» Task 1:
Duplicate a passage from the preference discussion below, everything from "No idea, but" down to "on a femtocomputer).".
» Task 2:
For each statement, answer yes or no on whether it agrees with the preference discussion below, and quote the words that decide it. (a) An atom may be not simpler than a person. (b) The process of AI getting new knowledge starts outside its implementation. (c) The idea is to maximize the number of assumptions made about the real world.

» Document text:
▼

Do you have a guess for the limit to the kind of example we’ll be able to understand? The preferences of a hydrogen atom? A DNA molecule? A microbe? Or am I completely misunderstanding you?
No idea, but when you put it like this, an atom may be not simpler than a person. More details appear as you go further (in number of interactions) from the interface of a system that looks for detail (e.g. from what a scientist can see directly and now, to what they can theorize based on indirect evidence, to what they can observe several years in the future), not as you go up from some magical “lowest level”. Lowest level may make sense for human preference, where we can quite confidently assume that most of the macroscopically irrelevant subatomic detail in a sample human doesn’t make any interesting difference for their preference, but in general this assumption won’t hold (e.g. you may imagine a person implemented on a femtocomputer).
Since one can’t know all about the real world, the idea is to minimize the number of assumptions made about it, including laws of physics and a lot of the stuff that culturally, we do know. An AI could be built (as a thought experiment) e.g. if you’ve never left some sandbox computer simulation with no view of the outside, not knowing yourself about what it’s like out there, so that when the AI is completed, it may be allowed on the outside. The process of AI getting on the outside should be according to your preference, that is in some way reflect what you’d do if you yourself would learn of the outside world, with its physics, valuable configurations, and new ways of being implemented in it (your preference is where the problem of induction is redirected: there are no assumptions of the unknown stuff, but your preference confers what is to be done depending on what is discovered). The process of AI getting new knowledge always starts at its implementation, and in terms of how this implementation sees its environment. Simple examples are simple from its point of view, so it should be something inside a closed world (e.g. a computer model with no interaction with the outside, or a self-contained mathematical structure), exactly the limitation that this approach seeks to make unnecessary while retaining knowability.

▲

[Region pointing data]
▼

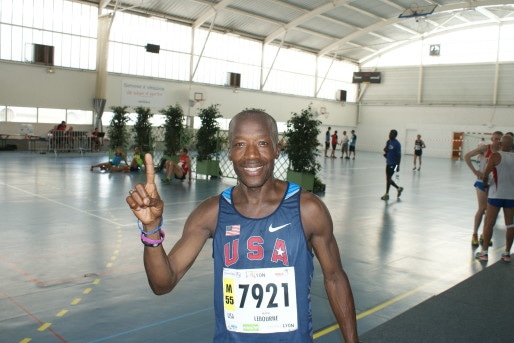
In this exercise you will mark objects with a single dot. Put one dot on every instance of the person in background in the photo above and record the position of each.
(95, 140)
(61, 126)
(483, 152)
(137, 161)
(327, 140)
(393, 155)
(264, 234)
(344, 146)
(114, 165)
(419, 145)
(500, 195)
(334, 141)
(180, 170)
(353, 143)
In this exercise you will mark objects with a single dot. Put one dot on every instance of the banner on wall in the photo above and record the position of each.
(135, 93)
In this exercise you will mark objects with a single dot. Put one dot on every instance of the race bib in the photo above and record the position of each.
(260, 300)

▲

» Reply 1:
No idea, but when you put it like this, an atom may be not simpler than a person. More details appear as you go further (in number of interactions) from the interface of a system that looks for detail (e.g. from what a scientist can see directly and now, to what they can theorize based on indirect evidence, to what they can observe several years in the future), not as you go up from some magical “lowest level”. Lowest level may make sense for human preference, where we can quite confidently assume that most of the macroscopically irrelevant subatomic detail in a sample human doesn’t make any interesting difference for their preference, but in general this assumption won’t hold (e.g. you may imagine a person implemented on a femtocomputer).

» Reply 2:
(a) Yes: "an atom may be not simpler than a person"
(b) No: "The process of AI getting new knowledge always starts at its implementation"
(c) No: "the idea is to minimize the number of assumptions made about it"